**EXERCISE INSTRUCTIONS**. Reproduce every line of the listing below in the stretch from the line containing "eyebrow on this basis." through the end of the listing, guideline lines included. Shift each x and y coordinate in the answer points by adding -106.

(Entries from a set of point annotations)
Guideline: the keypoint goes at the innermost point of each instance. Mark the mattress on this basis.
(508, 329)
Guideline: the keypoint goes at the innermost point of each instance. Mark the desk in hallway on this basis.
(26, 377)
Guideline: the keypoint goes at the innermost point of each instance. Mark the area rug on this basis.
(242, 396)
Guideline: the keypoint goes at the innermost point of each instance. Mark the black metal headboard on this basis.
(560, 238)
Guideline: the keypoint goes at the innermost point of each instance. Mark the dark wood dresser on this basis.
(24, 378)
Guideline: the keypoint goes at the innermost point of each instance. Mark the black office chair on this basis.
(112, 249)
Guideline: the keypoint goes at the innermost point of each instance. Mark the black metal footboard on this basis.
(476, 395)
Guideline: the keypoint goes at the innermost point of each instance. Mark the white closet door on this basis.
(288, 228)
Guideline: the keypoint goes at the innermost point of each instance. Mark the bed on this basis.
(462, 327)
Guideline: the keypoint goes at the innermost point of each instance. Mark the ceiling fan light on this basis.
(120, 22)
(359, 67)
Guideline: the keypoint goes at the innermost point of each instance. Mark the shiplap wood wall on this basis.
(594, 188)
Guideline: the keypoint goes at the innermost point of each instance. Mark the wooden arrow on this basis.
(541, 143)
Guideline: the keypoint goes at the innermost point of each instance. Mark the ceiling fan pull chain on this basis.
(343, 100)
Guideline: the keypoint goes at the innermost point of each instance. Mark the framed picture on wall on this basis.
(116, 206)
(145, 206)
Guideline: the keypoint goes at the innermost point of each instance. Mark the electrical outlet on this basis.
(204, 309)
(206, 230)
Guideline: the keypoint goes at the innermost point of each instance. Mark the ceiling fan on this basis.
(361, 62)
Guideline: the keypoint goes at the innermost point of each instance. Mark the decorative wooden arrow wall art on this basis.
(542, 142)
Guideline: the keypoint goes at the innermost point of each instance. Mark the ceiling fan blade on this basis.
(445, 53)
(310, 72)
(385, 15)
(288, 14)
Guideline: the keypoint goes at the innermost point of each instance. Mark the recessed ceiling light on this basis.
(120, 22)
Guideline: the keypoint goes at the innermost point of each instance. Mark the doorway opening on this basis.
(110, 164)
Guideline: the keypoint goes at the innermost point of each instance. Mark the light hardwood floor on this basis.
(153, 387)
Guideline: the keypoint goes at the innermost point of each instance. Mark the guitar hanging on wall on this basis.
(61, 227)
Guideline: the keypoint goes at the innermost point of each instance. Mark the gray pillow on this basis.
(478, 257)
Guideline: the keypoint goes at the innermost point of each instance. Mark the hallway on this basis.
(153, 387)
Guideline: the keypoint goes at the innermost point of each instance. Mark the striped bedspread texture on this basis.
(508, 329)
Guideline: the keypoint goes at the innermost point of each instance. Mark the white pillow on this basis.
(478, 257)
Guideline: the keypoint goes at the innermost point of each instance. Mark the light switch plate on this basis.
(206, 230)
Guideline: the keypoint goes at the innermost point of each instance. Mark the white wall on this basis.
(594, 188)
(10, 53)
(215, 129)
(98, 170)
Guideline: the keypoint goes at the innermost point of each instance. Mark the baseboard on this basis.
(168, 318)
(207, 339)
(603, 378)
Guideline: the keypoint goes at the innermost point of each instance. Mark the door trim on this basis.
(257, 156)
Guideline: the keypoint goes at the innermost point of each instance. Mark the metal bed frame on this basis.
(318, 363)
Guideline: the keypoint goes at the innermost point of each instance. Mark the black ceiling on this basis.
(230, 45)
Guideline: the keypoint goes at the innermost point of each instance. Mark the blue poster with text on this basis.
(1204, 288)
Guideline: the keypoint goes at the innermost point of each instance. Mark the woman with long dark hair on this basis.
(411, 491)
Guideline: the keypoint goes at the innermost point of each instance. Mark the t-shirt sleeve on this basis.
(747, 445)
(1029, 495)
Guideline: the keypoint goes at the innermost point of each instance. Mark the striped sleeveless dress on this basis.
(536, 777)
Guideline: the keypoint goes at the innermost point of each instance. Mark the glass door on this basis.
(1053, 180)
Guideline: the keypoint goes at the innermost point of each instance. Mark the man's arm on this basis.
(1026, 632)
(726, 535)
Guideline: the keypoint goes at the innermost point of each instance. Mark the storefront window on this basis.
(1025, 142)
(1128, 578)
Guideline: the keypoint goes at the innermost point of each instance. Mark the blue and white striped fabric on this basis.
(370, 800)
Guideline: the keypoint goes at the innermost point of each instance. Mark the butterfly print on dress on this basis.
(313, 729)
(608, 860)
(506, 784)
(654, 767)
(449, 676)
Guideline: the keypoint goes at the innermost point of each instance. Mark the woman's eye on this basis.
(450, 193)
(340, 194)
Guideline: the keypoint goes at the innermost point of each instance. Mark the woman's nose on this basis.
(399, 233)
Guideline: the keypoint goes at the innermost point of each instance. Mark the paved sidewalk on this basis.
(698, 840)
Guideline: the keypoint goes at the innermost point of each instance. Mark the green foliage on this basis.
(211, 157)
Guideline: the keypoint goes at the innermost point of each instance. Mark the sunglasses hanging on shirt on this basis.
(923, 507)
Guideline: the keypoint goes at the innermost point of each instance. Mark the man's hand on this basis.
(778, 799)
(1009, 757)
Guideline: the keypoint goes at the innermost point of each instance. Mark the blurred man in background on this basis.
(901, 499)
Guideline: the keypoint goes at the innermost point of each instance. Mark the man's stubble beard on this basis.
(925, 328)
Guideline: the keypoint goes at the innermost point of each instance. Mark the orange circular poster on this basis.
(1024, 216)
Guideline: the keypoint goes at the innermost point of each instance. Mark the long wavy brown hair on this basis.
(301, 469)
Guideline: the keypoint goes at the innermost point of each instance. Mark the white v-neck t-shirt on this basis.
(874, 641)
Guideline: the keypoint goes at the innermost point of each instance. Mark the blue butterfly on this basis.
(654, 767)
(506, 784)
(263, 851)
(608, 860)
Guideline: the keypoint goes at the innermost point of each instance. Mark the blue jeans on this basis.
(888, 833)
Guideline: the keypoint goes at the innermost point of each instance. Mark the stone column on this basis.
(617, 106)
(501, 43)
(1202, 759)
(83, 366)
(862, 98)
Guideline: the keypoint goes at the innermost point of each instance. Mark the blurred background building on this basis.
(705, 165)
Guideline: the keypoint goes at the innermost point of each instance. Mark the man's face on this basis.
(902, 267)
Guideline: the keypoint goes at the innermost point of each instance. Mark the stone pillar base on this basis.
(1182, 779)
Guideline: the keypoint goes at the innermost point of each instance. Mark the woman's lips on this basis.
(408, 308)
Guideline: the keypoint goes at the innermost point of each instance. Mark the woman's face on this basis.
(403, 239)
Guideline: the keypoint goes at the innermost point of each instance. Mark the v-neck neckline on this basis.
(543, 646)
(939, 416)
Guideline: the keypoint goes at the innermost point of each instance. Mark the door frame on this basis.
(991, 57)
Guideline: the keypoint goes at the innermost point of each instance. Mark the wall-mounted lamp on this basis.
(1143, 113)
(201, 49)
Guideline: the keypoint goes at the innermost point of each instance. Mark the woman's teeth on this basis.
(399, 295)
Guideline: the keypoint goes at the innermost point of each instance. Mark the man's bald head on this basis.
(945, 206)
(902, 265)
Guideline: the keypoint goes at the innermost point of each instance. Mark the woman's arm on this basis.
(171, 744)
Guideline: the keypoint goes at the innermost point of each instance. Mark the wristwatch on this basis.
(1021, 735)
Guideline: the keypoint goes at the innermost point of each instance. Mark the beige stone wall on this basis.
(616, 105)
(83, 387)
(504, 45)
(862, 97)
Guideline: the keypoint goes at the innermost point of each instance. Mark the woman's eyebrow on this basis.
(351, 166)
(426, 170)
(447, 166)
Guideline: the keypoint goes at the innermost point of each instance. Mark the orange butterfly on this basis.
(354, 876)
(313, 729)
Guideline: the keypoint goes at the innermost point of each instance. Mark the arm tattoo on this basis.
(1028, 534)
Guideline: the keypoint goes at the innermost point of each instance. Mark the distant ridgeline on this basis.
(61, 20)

**FINAL RESULT**.
Guideline: the keypoint goes at the innermost point of each instance. Mark the woman's eyebrow on this basis.
(245, 60)
(320, 64)
(341, 60)
Guideline: the keypoint goes at the innermost point of each instance. Mark the orange butterfly on this basis.
(248, 770)
(207, 623)
Guideline: the keypoint goes at the innermost point of each instance. Mark the arm tattoo on this basis.
(922, 428)
Guideline: the keypoint goes at the innermost point of each instance. Mark the distant ridgeline on this basis.
(-45, -86)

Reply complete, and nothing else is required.